> PROBLEM TO SOLVE:
For the records that follow, say how many lines have the word "below" in them. Write the number and nothing more.

> DATA FOR PROCESSING:
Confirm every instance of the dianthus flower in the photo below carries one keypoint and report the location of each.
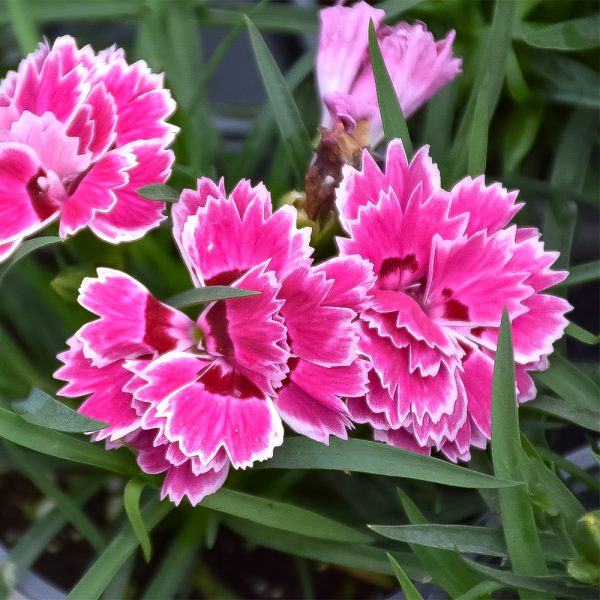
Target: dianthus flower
(418, 66)
(446, 264)
(194, 396)
(79, 134)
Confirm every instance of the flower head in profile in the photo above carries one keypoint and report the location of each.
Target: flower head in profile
(79, 133)
(446, 263)
(418, 66)
(195, 396)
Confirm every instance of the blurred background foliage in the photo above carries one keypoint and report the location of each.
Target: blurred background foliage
(537, 63)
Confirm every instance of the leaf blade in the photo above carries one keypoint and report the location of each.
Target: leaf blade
(207, 294)
(42, 409)
(131, 500)
(372, 457)
(287, 115)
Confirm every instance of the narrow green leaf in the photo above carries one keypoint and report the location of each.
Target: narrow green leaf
(372, 457)
(69, 508)
(123, 545)
(131, 500)
(465, 538)
(445, 567)
(479, 131)
(210, 293)
(158, 191)
(577, 34)
(408, 588)
(257, 142)
(520, 134)
(568, 505)
(36, 539)
(571, 163)
(583, 274)
(360, 556)
(14, 429)
(566, 465)
(492, 64)
(179, 558)
(481, 590)
(291, 127)
(549, 585)
(45, 411)
(520, 531)
(582, 335)
(26, 30)
(394, 8)
(558, 407)
(394, 124)
(283, 516)
(24, 249)
(570, 383)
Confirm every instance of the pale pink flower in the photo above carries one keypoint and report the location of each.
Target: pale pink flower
(79, 133)
(194, 396)
(418, 65)
(446, 263)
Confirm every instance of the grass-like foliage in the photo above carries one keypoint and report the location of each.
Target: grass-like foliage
(516, 519)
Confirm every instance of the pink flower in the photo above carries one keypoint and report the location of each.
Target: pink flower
(79, 134)
(446, 265)
(193, 396)
(418, 65)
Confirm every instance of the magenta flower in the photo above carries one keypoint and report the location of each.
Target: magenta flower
(192, 397)
(418, 66)
(79, 134)
(446, 266)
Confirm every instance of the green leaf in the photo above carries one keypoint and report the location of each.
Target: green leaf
(557, 407)
(360, 556)
(43, 410)
(465, 538)
(24, 249)
(291, 127)
(131, 500)
(492, 64)
(445, 567)
(372, 457)
(14, 429)
(394, 124)
(569, 467)
(26, 30)
(577, 34)
(172, 572)
(520, 134)
(549, 585)
(123, 545)
(479, 131)
(283, 516)
(69, 508)
(481, 590)
(158, 191)
(582, 335)
(571, 384)
(520, 531)
(583, 274)
(568, 505)
(210, 293)
(36, 539)
(409, 590)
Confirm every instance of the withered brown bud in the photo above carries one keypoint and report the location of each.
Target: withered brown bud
(336, 149)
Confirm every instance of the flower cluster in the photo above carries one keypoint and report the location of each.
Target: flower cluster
(418, 66)
(194, 396)
(79, 134)
(399, 330)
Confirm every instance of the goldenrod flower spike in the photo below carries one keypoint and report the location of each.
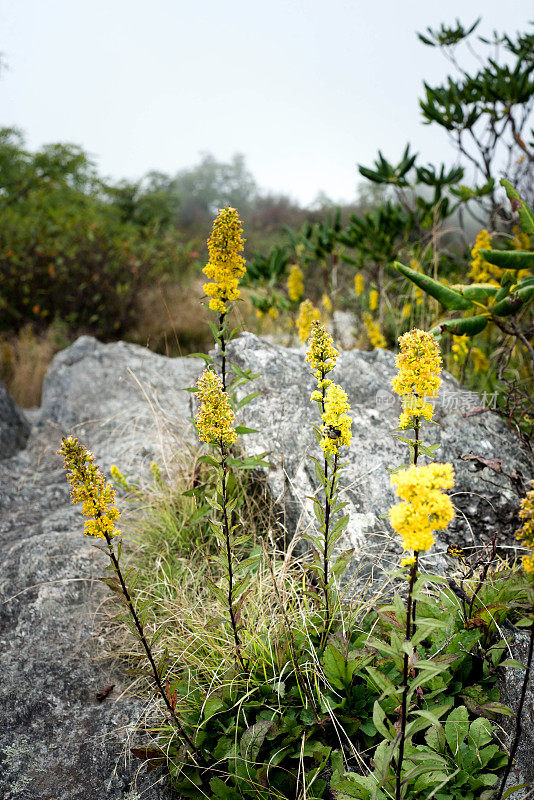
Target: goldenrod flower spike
(307, 314)
(215, 417)
(89, 486)
(425, 508)
(295, 283)
(226, 265)
(374, 333)
(337, 422)
(419, 366)
(321, 355)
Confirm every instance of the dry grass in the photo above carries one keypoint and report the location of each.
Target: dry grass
(172, 319)
(24, 360)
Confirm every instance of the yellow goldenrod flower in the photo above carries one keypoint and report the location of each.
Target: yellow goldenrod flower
(525, 534)
(425, 508)
(326, 303)
(480, 360)
(359, 284)
(337, 422)
(419, 366)
(89, 487)
(226, 265)
(295, 283)
(307, 314)
(374, 333)
(215, 417)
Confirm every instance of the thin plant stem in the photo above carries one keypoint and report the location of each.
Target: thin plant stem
(292, 646)
(327, 519)
(404, 701)
(228, 553)
(142, 637)
(222, 318)
(519, 713)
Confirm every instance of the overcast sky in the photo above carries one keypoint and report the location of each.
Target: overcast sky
(306, 89)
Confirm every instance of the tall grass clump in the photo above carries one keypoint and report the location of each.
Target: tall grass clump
(271, 679)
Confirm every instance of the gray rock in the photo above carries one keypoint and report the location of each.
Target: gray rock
(57, 742)
(14, 428)
(125, 403)
(284, 417)
(510, 685)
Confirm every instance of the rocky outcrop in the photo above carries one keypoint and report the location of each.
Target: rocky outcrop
(126, 403)
(283, 415)
(14, 428)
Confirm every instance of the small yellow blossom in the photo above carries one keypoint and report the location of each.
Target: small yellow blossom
(337, 422)
(307, 314)
(525, 534)
(215, 417)
(425, 507)
(89, 487)
(295, 283)
(374, 333)
(226, 265)
(321, 355)
(480, 360)
(326, 303)
(419, 366)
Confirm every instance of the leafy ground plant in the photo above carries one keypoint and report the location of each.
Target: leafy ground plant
(272, 680)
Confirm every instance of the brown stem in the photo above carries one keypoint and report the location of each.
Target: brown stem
(223, 349)
(142, 638)
(404, 702)
(228, 548)
(519, 712)
(328, 506)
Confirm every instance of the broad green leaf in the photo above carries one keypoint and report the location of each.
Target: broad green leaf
(526, 215)
(447, 297)
(509, 259)
(456, 728)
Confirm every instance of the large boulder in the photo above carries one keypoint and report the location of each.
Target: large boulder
(128, 406)
(469, 432)
(57, 741)
(14, 428)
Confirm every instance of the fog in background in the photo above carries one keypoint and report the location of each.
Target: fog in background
(305, 90)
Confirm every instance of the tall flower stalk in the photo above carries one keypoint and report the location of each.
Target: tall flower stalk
(334, 434)
(525, 536)
(89, 487)
(215, 426)
(424, 507)
(225, 268)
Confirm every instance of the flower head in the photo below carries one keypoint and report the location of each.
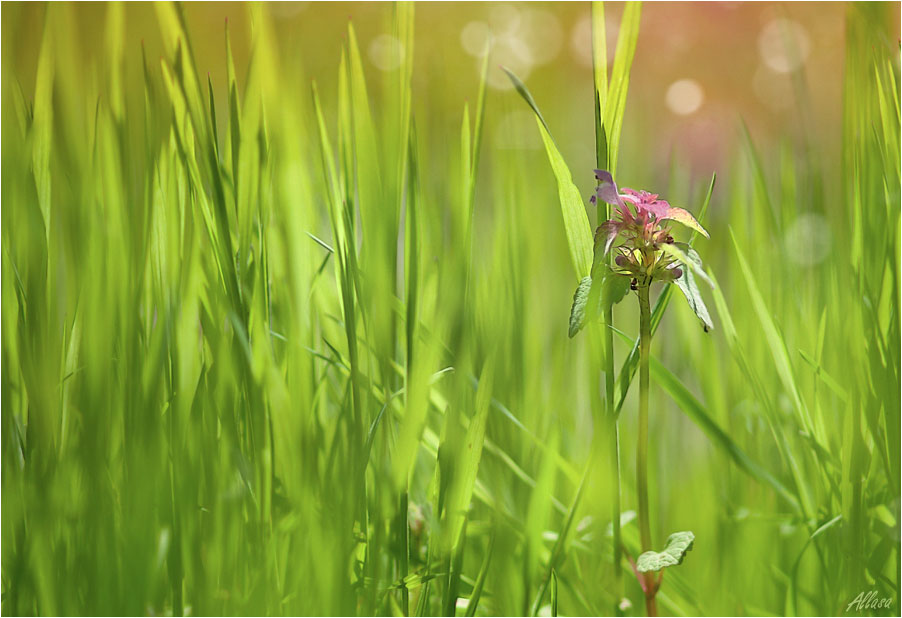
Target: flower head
(642, 221)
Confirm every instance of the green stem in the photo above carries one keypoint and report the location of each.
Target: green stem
(642, 449)
(404, 535)
(614, 450)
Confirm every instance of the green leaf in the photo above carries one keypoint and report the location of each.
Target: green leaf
(680, 215)
(688, 257)
(614, 104)
(678, 544)
(576, 222)
(687, 283)
(578, 310)
(591, 299)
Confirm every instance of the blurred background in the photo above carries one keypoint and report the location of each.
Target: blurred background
(795, 107)
(700, 68)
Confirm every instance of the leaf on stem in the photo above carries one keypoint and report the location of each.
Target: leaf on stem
(678, 544)
(687, 283)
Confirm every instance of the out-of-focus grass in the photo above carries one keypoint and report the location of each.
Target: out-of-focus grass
(244, 343)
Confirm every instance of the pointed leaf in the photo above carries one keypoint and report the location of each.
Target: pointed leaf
(688, 256)
(576, 222)
(607, 189)
(594, 295)
(687, 284)
(685, 217)
(677, 545)
(578, 310)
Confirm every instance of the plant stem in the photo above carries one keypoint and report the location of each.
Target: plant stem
(615, 457)
(642, 449)
(404, 535)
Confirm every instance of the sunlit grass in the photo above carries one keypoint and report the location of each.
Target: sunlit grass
(306, 352)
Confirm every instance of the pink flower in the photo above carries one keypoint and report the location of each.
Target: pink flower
(641, 220)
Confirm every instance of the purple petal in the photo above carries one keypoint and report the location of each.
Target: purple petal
(605, 234)
(658, 208)
(607, 188)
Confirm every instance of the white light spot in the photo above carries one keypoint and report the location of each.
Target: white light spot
(684, 97)
(474, 38)
(541, 31)
(386, 52)
(512, 52)
(783, 45)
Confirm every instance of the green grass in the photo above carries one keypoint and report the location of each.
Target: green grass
(274, 347)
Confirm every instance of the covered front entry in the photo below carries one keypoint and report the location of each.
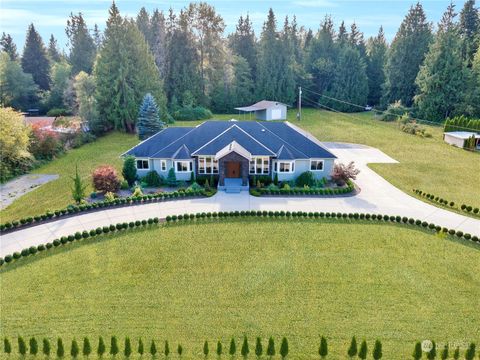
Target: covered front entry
(233, 166)
(233, 169)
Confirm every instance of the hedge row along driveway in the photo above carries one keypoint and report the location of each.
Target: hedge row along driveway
(377, 196)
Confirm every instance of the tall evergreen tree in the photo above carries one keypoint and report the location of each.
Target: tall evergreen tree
(53, 52)
(322, 57)
(158, 41)
(82, 46)
(7, 45)
(442, 78)
(243, 85)
(35, 60)
(243, 43)
(143, 24)
(376, 57)
(207, 28)
(97, 37)
(182, 70)
(125, 71)
(273, 74)
(148, 122)
(18, 88)
(469, 30)
(350, 84)
(405, 56)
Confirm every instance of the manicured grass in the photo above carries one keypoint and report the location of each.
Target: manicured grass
(425, 163)
(57, 194)
(214, 280)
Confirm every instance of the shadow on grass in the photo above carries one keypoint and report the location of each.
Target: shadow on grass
(72, 246)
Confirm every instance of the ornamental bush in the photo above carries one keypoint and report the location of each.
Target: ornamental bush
(105, 179)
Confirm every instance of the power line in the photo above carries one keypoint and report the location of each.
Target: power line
(390, 113)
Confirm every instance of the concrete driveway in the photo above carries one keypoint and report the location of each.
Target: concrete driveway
(376, 196)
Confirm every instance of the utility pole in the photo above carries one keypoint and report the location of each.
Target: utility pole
(299, 112)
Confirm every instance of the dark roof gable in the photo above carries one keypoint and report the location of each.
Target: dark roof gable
(276, 139)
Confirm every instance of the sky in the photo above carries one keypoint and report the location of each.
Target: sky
(50, 16)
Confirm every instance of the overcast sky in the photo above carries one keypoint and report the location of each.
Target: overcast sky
(49, 16)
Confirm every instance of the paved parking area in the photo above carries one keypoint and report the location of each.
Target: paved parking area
(376, 196)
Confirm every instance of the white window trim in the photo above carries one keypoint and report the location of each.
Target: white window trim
(204, 161)
(142, 159)
(162, 163)
(292, 167)
(254, 160)
(190, 166)
(317, 160)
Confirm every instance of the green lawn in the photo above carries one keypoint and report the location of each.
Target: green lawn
(300, 279)
(57, 194)
(427, 164)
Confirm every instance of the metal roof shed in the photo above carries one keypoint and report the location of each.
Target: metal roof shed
(267, 110)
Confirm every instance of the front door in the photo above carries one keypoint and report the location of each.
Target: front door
(233, 169)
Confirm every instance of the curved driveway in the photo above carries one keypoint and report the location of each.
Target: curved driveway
(377, 196)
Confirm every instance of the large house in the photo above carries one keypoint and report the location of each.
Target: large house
(233, 151)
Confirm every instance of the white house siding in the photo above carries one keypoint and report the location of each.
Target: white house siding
(304, 165)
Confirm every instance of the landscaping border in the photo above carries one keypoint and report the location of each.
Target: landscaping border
(71, 210)
(448, 204)
(184, 218)
(350, 190)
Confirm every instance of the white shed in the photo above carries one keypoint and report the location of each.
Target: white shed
(267, 110)
(457, 138)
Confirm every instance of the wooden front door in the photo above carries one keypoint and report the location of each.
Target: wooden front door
(233, 169)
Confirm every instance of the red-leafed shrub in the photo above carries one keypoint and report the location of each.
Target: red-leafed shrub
(105, 179)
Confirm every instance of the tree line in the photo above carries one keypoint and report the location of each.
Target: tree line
(185, 60)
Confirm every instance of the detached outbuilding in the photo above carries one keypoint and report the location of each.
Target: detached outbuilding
(267, 110)
(459, 138)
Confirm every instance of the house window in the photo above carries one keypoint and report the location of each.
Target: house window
(207, 165)
(142, 165)
(259, 165)
(183, 166)
(163, 165)
(316, 165)
(285, 166)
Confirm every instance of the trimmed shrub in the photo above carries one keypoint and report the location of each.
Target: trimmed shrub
(271, 347)
(417, 351)
(7, 347)
(128, 347)
(352, 350)
(377, 350)
(105, 179)
(101, 347)
(74, 350)
(153, 348)
(323, 349)
(284, 348)
(33, 346)
(362, 353)
(233, 347)
(245, 350)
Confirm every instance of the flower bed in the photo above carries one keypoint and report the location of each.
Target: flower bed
(119, 202)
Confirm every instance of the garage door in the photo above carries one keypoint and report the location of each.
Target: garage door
(276, 114)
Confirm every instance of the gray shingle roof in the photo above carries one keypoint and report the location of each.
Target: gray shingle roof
(259, 138)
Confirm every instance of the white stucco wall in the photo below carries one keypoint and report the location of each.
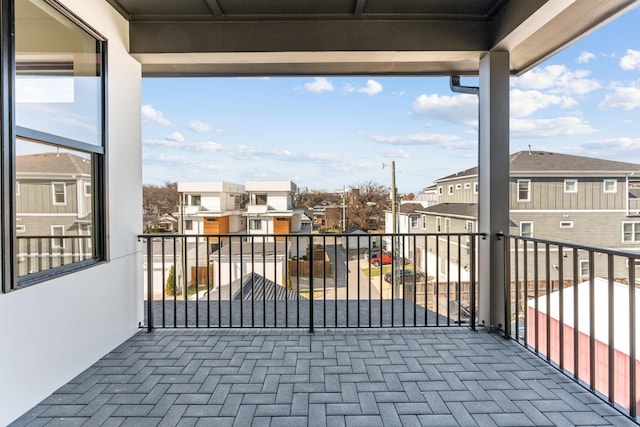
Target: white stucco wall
(55, 330)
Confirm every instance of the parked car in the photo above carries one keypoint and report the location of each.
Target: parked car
(380, 257)
(405, 275)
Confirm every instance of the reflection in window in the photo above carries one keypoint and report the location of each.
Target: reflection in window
(54, 215)
(58, 74)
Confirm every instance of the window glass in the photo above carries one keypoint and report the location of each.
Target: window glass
(58, 74)
(52, 204)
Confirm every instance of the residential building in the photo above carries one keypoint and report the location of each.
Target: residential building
(70, 80)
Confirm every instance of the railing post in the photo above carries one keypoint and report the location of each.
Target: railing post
(311, 308)
(149, 285)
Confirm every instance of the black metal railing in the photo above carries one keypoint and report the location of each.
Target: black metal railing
(310, 280)
(575, 306)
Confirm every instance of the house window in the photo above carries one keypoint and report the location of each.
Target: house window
(584, 268)
(524, 190)
(610, 186)
(59, 191)
(526, 229)
(570, 185)
(631, 231)
(59, 70)
(57, 230)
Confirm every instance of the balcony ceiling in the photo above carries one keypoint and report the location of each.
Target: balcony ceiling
(326, 37)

> RESPONSE:
5